Scan the lines below for the string "reflection" and copy every one that has it.
··· Dataset records
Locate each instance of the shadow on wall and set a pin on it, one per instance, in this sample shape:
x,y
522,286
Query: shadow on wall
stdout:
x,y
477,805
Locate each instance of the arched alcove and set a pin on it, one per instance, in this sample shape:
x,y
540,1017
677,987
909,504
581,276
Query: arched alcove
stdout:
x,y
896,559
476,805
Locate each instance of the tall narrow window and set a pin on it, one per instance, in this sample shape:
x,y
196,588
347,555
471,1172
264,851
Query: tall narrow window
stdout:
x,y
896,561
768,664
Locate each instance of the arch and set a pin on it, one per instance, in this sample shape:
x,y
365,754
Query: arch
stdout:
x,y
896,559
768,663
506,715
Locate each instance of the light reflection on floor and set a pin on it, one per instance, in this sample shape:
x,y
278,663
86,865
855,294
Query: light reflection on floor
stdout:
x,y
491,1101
······
*Task solution*:
Locate each instance of the light reflection on floor and set a pin on it, one per instance, in this sample shape:
Query: light reflection on floor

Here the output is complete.